== RECORD EXTRACTS
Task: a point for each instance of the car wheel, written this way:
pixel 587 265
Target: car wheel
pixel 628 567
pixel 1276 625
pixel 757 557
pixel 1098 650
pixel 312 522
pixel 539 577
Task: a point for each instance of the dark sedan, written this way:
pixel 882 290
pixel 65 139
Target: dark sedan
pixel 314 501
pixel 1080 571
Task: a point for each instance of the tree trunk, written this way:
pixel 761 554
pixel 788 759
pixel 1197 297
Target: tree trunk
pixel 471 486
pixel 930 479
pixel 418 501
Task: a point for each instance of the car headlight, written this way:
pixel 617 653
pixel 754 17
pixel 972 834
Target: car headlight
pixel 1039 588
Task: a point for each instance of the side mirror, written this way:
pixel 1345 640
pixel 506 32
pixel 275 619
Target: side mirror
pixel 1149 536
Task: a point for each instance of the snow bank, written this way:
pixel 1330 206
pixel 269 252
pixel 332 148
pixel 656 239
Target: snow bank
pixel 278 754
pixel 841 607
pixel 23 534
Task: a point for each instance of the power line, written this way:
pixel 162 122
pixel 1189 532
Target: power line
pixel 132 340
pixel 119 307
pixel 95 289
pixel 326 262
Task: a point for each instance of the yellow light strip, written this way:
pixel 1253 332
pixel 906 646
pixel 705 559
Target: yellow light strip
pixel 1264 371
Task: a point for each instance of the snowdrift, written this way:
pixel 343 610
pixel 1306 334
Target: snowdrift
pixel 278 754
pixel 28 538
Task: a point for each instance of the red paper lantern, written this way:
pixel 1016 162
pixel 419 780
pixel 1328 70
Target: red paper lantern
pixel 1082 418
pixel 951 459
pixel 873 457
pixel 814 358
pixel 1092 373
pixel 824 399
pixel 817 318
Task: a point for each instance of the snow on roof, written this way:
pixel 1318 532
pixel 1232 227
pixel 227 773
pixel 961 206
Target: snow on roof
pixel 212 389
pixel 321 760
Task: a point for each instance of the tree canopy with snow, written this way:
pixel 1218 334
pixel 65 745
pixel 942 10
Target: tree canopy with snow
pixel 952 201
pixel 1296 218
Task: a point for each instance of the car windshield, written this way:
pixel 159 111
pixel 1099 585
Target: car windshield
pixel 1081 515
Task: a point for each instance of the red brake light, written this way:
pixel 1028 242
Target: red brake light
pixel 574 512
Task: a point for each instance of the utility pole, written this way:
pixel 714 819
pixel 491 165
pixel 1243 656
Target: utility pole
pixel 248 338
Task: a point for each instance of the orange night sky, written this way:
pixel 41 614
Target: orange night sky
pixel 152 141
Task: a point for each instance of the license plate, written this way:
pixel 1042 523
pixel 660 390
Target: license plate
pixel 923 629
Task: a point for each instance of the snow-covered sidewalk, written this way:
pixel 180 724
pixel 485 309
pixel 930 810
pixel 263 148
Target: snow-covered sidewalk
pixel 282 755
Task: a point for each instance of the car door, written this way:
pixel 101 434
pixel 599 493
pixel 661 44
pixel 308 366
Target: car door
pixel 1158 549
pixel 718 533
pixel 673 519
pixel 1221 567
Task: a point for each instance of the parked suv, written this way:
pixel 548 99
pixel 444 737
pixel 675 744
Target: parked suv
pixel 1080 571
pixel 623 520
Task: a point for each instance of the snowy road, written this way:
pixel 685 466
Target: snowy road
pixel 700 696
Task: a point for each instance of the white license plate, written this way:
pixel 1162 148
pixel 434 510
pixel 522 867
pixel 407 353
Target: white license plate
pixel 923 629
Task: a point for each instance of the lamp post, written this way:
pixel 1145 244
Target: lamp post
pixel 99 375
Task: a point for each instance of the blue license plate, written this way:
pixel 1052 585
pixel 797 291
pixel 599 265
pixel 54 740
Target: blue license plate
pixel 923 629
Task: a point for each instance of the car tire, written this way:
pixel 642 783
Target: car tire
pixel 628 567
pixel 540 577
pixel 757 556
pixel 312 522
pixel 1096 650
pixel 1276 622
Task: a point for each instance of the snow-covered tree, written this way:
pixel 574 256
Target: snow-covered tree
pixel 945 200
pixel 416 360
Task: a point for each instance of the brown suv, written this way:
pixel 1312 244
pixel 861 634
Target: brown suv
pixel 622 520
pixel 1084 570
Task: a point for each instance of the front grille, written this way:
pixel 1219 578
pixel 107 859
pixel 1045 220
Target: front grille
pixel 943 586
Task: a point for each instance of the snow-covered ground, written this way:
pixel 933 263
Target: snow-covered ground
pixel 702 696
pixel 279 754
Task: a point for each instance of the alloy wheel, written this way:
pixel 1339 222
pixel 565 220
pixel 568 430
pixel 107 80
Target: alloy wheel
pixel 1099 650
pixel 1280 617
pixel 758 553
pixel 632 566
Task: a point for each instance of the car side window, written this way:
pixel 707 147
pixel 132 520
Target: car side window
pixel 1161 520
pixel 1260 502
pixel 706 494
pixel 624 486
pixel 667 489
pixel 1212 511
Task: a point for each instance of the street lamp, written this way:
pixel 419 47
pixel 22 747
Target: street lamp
====
■ TASK PROMPT
Reproduce every record above, word for word.

■ TASK RESULT
Task: a point for each instance of the car wheel, written this way:
pixel 587 265
Target: car wheel
pixel 628 567
pixel 1276 625
pixel 757 557
pixel 1098 650
pixel 312 522
pixel 539 577
Task: a point for each instance of the dark sedan, written this way:
pixel 882 290
pixel 65 139
Target: dark sedan
pixel 314 501
pixel 1080 571
Task: a point for each instance of the tree trunk, written this way:
pixel 761 554
pixel 788 759
pixel 1197 297
Target: tree trunk
pixel 471 486
pixel 930 479
pixel 418 501
Task: a point for each instance of the car headlight, written this way:
pixel 617 653
pixel 754 17
pixel 972 834
Target: car headlight
pixel 1039 588
Task: a point for each instance of the side mirror, written this way:
pixel 1345 640
pixel 506 32
pixel 275 619
Target: side mirror
pixel 1149 536
Task: a point for each instance of the snow bank, written this way:
pixel 1330 206
pixel 269 252
pixel 332 148
pixel 656 239
Target: snow bank
pixel 278 754
pixel 841 607
pixel 23 534
Task: a point for each instance of the power line, written this way:
pixel 162 122
pixel 1189 532
Target: power line
pixel 132 340
pixel 119 307
pixel 95 289
pixel 326 262
Task: a point for each instance of the yellow light strip, written this way:
pixel 1253 332
pixel 906 646
pixel 705 559
Target: yellow light strip
pixel 1264 371
Task: a point for each instance of the snowdrift, written this way:
pixel 343 610
pixel 1306 334
Target: snowdrift
pixel 278 754
pixel 28 538
Task: a point for each instance of the red paper lantern, written this way:
pixel 1016 162
pixel 419 780
pixel 1328 70
Target: red paper lantern
pixel 1082 418
pixel 951 459
pixel 873 457
pixel 814 358
pixel 1092 373
pixel 824 399
pixel 817 318
Task: a point for each instance of the snow on roof, written this way:
pixel 1318 532
pixel 1232 227
pixel 227 773
pixel 961 206
Target: snow on roof
pixel 212 389
pixel 321 760
Task: a point for each instance of the tree canopy with snow, written this way:
pixel 1218 334
pixel 65 745
pixel 942 10
Target: tree canopy with snow
pixel 952 201
pixel 1296 218
Task: a point for each instance of the car windshield, written this way:
pixel 159 111
pixel 1099 585
Target: car windshield
pixel 1081 515
Task: a point for each instance of the red brake light, written this way:
pixel 1028 242
Target: red brake light
pixel 574 512
Task: a point for each instance of the utility pole, written this way:
pixel 714 819
pixel 491 165
pixel 1243 656
Target: utility pole
pixel 248 338
Task: a point for each instance of the orange night sky, written this way:
pixel 41 614
Target: orange night sky
pixel 152 141
Task: a point for each instance of the license plate, written this way:
pixel 1042 523
pixel 660 390
Target: license plate
pixel 923 629
Task: a point for each instance of the snow-covered sidewalk, written this way:
pixel 180 724
pixel 485 309
pixel 930 810
pixel 263 148
Target: snow-covered sidewalk
pixel 282 755
Task: a point for each instance of the car door, written this way:
pixel 101 434
pixel 599 493
pixel 661 44
pixel 308 366
Target: car door
pixel 1158 549
pixel 718 533
pixel 673 519
pixel 1221 567
Task: a point for each instance of the parked suv, written this way:
pixel 548 99
pixel 444 737
pixel 675 744
Target: parked suv
pixel 1080 571
pixel 623 520
Task: a point for each instance of the snowy road, written this way:
pixel 685 466
Target: snowy road
pixel 700 696
Task: a point for each instance of the white license plate, written this way:
pixel 1162 148
pixel 434 510
pixel 522 867
pixel 407 353
Target: white license plate
pixel 923 629
Task: a point for each instance of the lamp post, written this way:
pixel 1145 244
Target: lamp post
pixel 99 375
Task: a point for each instance of the blue license plate, written this way:
pixel 1052 585
pixel 797 291
pixel 599 265
pixel 54 740
Target: blue license plate
pixel 923 629
Task: a point for each instance of the car tire, written this way:
pixel 642 783
Target: car tire
pixel 628 567
pixel 540 577
pixel 757 556
pixel 312 522
pixel 1096 650
pixel 1276 622
Task: a point for each instance of the snow-covered tree, written this way:
pixel 574 256
Target: snow-covered tree
pixel 945 200
pixel 416 360
Task: a point for each instance of the brown suv, written this way:
pixel 1312 244
pixel 861 634
Target: brown suv
pixel 622 520
pixel 1084 570
Task: a point for each instance of the front grille, written this way:
pixel 1219 578
pixel 107 859
pixel 1045 220
Target: front grille
pixel 943 586
Task: a point for each instance of the snow-covered ground, written this way:
pixel 933 263
Target: snow-covered ground
pixel 702 696
pixel 279 754
Task: a point for each instance of the alloy wheel, written this way:
pixel 1339 222
pixel 565 220
pixel 568 430
pixel 107 80
Target: alloy wheel
pixel 1099 650
pixel 1280 617
pixel 758 553
pixel 632 566
Task: a point for each instance of the car side window, written this way:
pixel 707 147
pixel 132 520
Target: car side window
pixel 1161 520
pixel 1260 502
pixel 706 494
pixel 624 486
pixel 667 489
pixel 1212 511
Task: a point for each instance of the street lamp, written this way:
pixel 419 47
pixel 22 747
Target: street lamp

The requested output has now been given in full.